● EXTRACTED ENTRIES
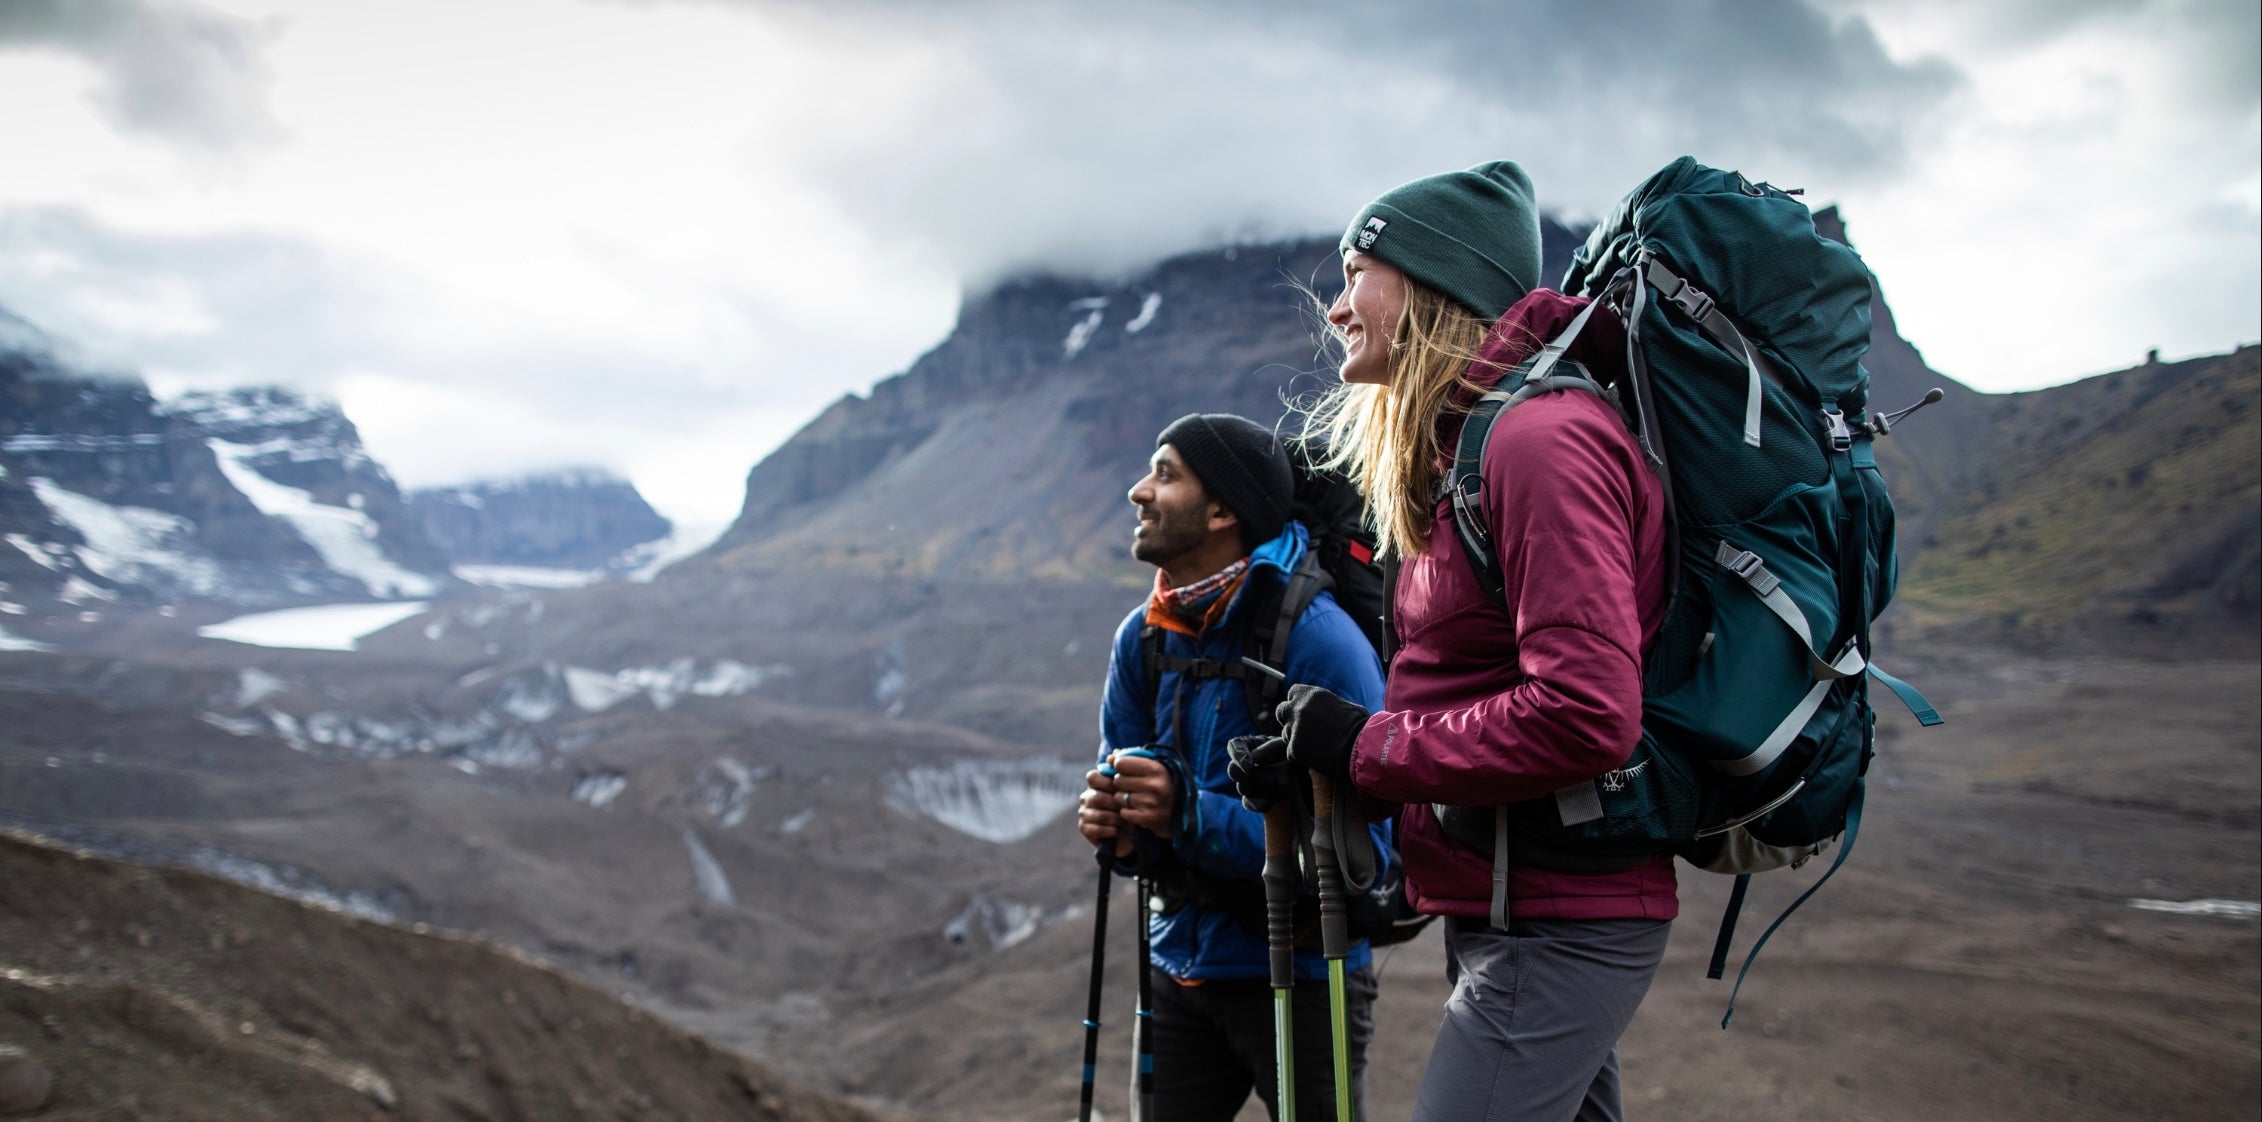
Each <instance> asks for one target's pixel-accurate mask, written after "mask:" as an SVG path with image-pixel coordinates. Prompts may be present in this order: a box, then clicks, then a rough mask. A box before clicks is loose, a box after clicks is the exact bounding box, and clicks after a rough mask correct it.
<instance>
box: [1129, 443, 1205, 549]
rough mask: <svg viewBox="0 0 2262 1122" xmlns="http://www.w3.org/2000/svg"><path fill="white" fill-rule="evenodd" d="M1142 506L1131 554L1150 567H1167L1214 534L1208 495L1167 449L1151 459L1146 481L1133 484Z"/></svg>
mask: <svg viewBox="0 0 2262 1122" xmlns="http://www.w3.org/2000/svg"><path fill="white" fill-rule="evenodd" d="M1131 504H1133V507H1138V529H1136V532H1131V556H1133V559H1138V561H1147V563H1149V566H1169V563H1172V561H1176V559H1181V556H1185V554H1188V552H1192V550H1194V547H1199V545H1201V543H1203V541H1206V538H1208V536H1210V518H1212V516H1210V509H1212V507H1217V504H1215V502H1210V493H1208V491H1203V486H1201V480H1197V477H1194V473H1192V471H1185V459H1179V450H1176V448H1172V446H1167V443H1165V446H1163V448H1156V450H1154V459H1149V461H1147V477H1145V480H1140V482H1136V484H1131Z"/></svg>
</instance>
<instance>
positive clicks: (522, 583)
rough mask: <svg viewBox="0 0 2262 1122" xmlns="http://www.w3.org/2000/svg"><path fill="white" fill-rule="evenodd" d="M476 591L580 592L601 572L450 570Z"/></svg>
mask: <svg viewBox="0 0 2262 1122" xmlns="http://www.w3.org/2000/svg"><path fill="white" fill-rule="evenodd" d="M452 572H455V575H457V577H461V579H464V581H468V584H477V586H480V588H541V590H554V588H584V586H590V584H597V581H602V579H604V577H606V575H604V572H602V570H586V568H534V566H455V570H452Z"/></svg>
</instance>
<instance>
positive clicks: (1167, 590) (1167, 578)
mask: <svg viewBox="0 0 2262 1122" xmlns="http://www.w3.org/2000/svg"><path fill="white" fill-rule="evenodd" d="M1244 577H1249V559H1246V556H1244V559H1240V561H1235V563H1231V566H1226V568H1221V570H1217V572H1212V575H1208V577H1203V579H1199V581H1194V584H1188V586H1185V588H1172V586H1169V577H1167V575H1163V570H1154V595H1151V597H1147V622H1149V624H1156V627H1160V629H1165V631H1179V633H1181V636H1194V638H1201V633H1203V631H1208V629H1210V624H1215V622H1217V620H1221V618H1224V615H1226V606H1228V604H1233V593H1235V590H1237V588H1240V586H1242V579H1244Z"/></svg>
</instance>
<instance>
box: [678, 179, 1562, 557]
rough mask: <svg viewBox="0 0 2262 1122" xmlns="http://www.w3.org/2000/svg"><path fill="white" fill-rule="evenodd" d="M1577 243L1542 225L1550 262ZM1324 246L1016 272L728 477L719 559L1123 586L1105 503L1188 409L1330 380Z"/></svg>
mask: <svg viewBox="0 0 2262 1122" xmlns="http://www.w3.org/2000/svg"><path fill="white" fill-rule="evenodd" d="M1577 244H1579V231H1572V228H1565V226H1561V224H1556V222H1545V224H1543V247H1545V256H1547V260H1554V262H1568V260H1570V251H1572V249H1574V247H1577ZM1337 290H1341V271H1339V258H1337V249H1335V242H1332V240H1303V242H1276V244H1253V247H1233V249H1219V251H1203V253H1185V256H1176V258H1169V260H1163V262H1160V265H1156V267H1151V269H1147V271H1142V274H1136V276H1129V278H1115V281H1102V278H1068V276H1022V278H1013V281H1007V283H1002V285H1000V287H995V290H991V292H986V294H979V296H975V299H968V301H966V308H964V310H961V312H959V321H957V326H955V328H952V333H950V337H948V339H943V344H941V346H936V348H934V351H930V353H925V355H923V357H921V360H918V362H914V364H912V369H907V371H905V373H900V376H896V378H889V380H884V382H880V385H875V387H873V389H871V394H869V396H853V394H851V396H846V398H841V400H837V403H832V407H828V409H826V412H823V414H819V416H817V418H814V421H810V423H808V425H805V428H803V430H801V432H798V434H794V437H792V439H789V441H785V446H780V448H778V450H776V452H771V455H769V457H767V459H762V461H760V464H756V468H753V473H749V477H746V507H744V511H742V513H740V518H737V523H735V525H733V527H731V529H728V532H726V534H724V538H722V541H719V543H717V545H715V547H713V550H710V552H708V559H710V561H713V563H715V566H719V568H744V566H769V563H776V566H785V568H803V566H819V563H821V566H828V568H832V566H848V568H857V570H866V572H903V575H939V577H1000V579H1018V577H1041V579H1099V581H1113V584H1140V581H1145V579H1147V577H1145V572H1140V568H1138V566H1133V563H1131V561H1129V552H1126V541H1129V529H1126V527H1129V525H1131V523H1129V504H1126V502H1124V491H1126V489H1129V486H1131V484H1133V482H1136V480H1138V475H1140V471H1145V468H1142V466H1145V461H1147V457H1149V455H1151V452H1154V434H1156V432H1160V430H1163V425H1167V423H1169V421H1174V418H1176V416H1183V414H1190V412H1235V414H1244V416H1251V418H1260V421H1276V418H1280V416H1283V412H1285V407H1283V405H1285V403H1287V400H1294V398H1303V396H1312V394H1319V391H1321V389H1326V385H1328V382H1330V376H1328V373H1326V369H1328V364H1326V360H1323V355H1321V348H1319V326H1321V305H1323V301H1330V299H1335V292H1337Z"/></svg>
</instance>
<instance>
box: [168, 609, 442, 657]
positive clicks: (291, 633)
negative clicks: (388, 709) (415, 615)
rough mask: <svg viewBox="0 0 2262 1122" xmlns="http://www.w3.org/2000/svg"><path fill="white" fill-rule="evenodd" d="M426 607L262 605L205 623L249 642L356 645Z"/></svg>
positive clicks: (295, 645) (271, 646)
mask: <svg viewBox="0 0 2262 1122" xmlns="http://www.w3.org/2000/svg"><path fill="white" fill-rule="evenodd" d="M421 611H425V604H423V602H407V604H317V606H312V609H283V611H260V613H253V615H238V618H233V620H224V622H217V624H206V627H199V629H197V633H199V636H204V638H219V640H228V642H244V645H249V647H290V649H303V651H351V649H357V647H360V642H362V640H364V638H369V636H373V633H378V631H385V629H387V627H394V624H396V622H400V620H407V618H409V615H416V613H421Z"/></svg>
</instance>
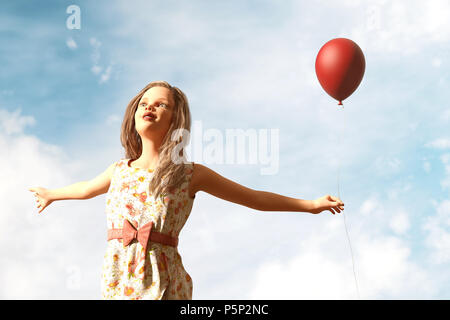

● ACTIVITY
Verbatim copy with pictures excluded: write out the records above in full.

● SOLUTION BELOW
Each <instance> asks for one target's pixel-accurate mask, written after "mask:" as an SVG path with image-pixel coordinates. Prompts may be present in this order: a box, then clicks, then a rough mask. A box before clicks is loose, a box after clicks is the exact bounding box, and clicks after a rough mask correct it.
<instance>
box: [1129, 443, 1205, 549]
rough mask: <svg viewBox="0 0 2262 1122" xmlns="http://www.w3.org/2000/svg"><path fill="white" fill-rule="evenodd" d="M1142 506L1131 554L1150 567H1167L1214 534L1208 495L1167 449L1151 459L1146 481L1133 484Z"/></svg>
mask: <svg viewBox="0 0 2262 1122" xmlns="http://www.w3.org/2000/svg"><path fill="white" fill-rule="evenodd" d="M1131 504H1133V507H1138V529H1136V532H1131V556H1133V559H1138V561H1147V563H1149V566H1169V563H1172V561H1176V559H1181V556H1185V554H1188V552H1192V550H1194V547H1199V545H1201V543H1203V541H1206V538H1208V536H1210V518H1212V516H1210V509H1212V507H1217V504H1215V502H1210V493H1208V491H1203V486H1201V480H1197V477H1194V473H1192V471H1185V459H1179V450H1176V448H1172V446H1167V443H1165V446H1163V448H1156V450H1154V459H1149V461H1147V477H1145V480H1140V482H1136V484H1131Z"/></svg>
</instance>
<instance>
positive clicks: (522, 583)
rough mask: <svg viewBox="0 0 2262 1122" xmlns="http://www.w3.org/2000/svg"><path fill="white" fill-rule="evenodd" d="M476 591L580 592L601 572L450 570Z"/></svg>
mask: <svg viewBox="0 0 2262 1122" xmlns="http://www.w3.org/2000/svg"><path fill="white" fill-rule="evenodd" d="M452 572H455V575H457V577H461V579H464V581H468V584H477V586H480V588H541V590H554V588H584V586H590V584H597V581H602V579H604V577H606V575H604V572H602V570H586V568H534V566H455V570H452Z"/></svg>
</instance>
<instance>
positive clicks: (1167, 590) (1167, 578)
mask: <svg viewBox="0 0 2262 1122" xmlns="http://www.w3.org/2000/svg"><path fill="white" fill-rule="evenodd" d="M1244 577H1249V559H1246V556H1244V559H1240V561H1235V563H1231V566H1226V568H1221V570H1217V572H1212V575H1208V577H1203V579H1199V581H1194V584H1188V586H1185V588H1172V586H1169V577H1167V575H1163V570H1154V595H1151V597H1147V622H1149V624H1156V627H1160V629H1165V631H1179V633H1181V636H1194V638H1201V633H1203V631H1208V629H1210V624H1215V622H1217V620H1221V618H1224V615H1226V606H1228V604H1233V593H1235V590H1237V588H1240V586H1242V579H1244Z"/></svg>
</instance>
<instance>
box: [678, 179, 1562, 557]
rough mask: <svg viewBox="0 0 2262 1122" xmlns="http://www.w3.org/2000/svg"><path fill="white" fill-rule="evenodd" d="M1577 243L1542 225L1550 262ZM1324 246L1016 272L728 477L719 559L1123 586L1105 503L1188 409L1330 380Z"/></svg>
mask: <svg viewBox="0 0 2262 1122" xmlns="http://www.w3.org/2000/svg"><path fill="white" fill-rule="evenodd" d="M1577 244H1579V231H1572V228H1565V226H1561V224H1556V222H1545V224H1543V247H1545V256H1547V260H1554V262H1568V260H1570V251H1572V249H1574V247H1577ZM1337 290H1341V271H1339V258H1337V249H1335V242H1332V240H1303V242H1276V244H1253V247H1233V249H1219V251H1203V253H1185V256H1176V258H1169V260H1163V262H1160V265H1156V267H1151V269H1147V271H1142V274H1136V276H1129V278H1115V281H1102V278H1068V276H1022V278H1013V281H1007V283H1002V285H1000V287H995V290H991V292H986V294H979V296H975V299H968V301H966V308H964V310H961V312H959V321H957V326H955V328H952V333H950V337H948V339H943V344H941V346H936V348H934V351H930V353H925V355H923V357H921V360H918V362H914V364H912V369H907V371H905V373H900V376H896V378H889V380H884V382H880V385H875V387H873V389H871V394H869V396H853V394H851V396H846V398H841V400H837V403H832V407H828V409H826V412H823V414H819V416H817V418H814V421H810V423H808V425H805V428H803V430H801V432H798V434H794V437H792V439H789V441H785V446H780V448H778V450H776V452H771V455H769V457H767V459H762V461H760V464H756V468H753V473H749V477H746V507H744V511H742V513H740V518H737V523H735V525H733V527H731V529H728V532H726V534H724V538H722V541H719V543H717V545H715V547H713V550H710V552H708V559H710V561H713V563H715V566H719V568H744V566H769V563H776V566H785V568H803V566H819V563H821V566H828V568H832V566H848V568H857V570H866V572H903V575H939V577H1000V579H1018V577H1041V579H1099V581H1113V584H1140V581H1145V579H1147V577H1145V572H1140V568H1138V566H1133V563H1131V561H1129V552H1126V541H1129V529H1126V527H1129V525H1131V523H1129V504H1126V502H1124V491H1126V489H1129V486H1131V484H1133V482H1136V480H1138V475H1140V471H1145V468H1142V466H1145V461H1147V457H1149V455H1151V452H1154V434H1156V432H1160V430H1163V425H1167V423H1169V421H1174V418H1176V416H1183V414H1190V412H1235V414H1244V416H1251V418H1260V421H1276V418H1280V416H1283V412H1285V407H1283V405H1285V403H1287V400H1294V398H1303V396H1312V394H1319V391H1321V389H1326V385H1328V382H1330V376H1328V373H1326V369H1328V364H1326V360H1323V355H1321V348H1319V326H1321V305H1323V301H1330V299H1335V292H1337Z"/></svg>
</instance>
<instance>
box: [168, 609, 442, 657]
positive clicks: (291, 633)
negative clicks: (388, 709) (415, 615)
rough mask: <svg viewBox="0 0 2262 1122" xmlns="http://www.w3.org/2000/svg"><path fill="white" fill-rule="evenodd" d="M426 607L262 605L205 623L249 642L356 645Z"/></svg>
positive clicks: (295, 645) (271, 646)
mask: <svg viewBox="0 0 2262 1122" xmlns="http://www.w3.org/2000/svg"><path fill="white" fill-rule="evenodd" d="M421 611H425V604H423V602H407V604H317V606H312V609H283V611H260V613H253V615H238V618H233V620H224V622H217V624H206V627H199V629H197V633H199V636H204V638H219V640H228V642H244V645H249V647H290V649H303V651H351V649H357V647H360V642H362V640H364V638H369V636H373V633H378V631H385V629H387V627H394V624H396V622H400V620H407V618H409V615H416V613H421Z"/></svg>
</instance>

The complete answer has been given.